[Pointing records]
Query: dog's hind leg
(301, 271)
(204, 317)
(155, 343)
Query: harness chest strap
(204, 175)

▶ [Exercise directions] How many lines of the records above contain the string "Query", with case counting? Reply with the number alone.

▶ [Solution for this task] 2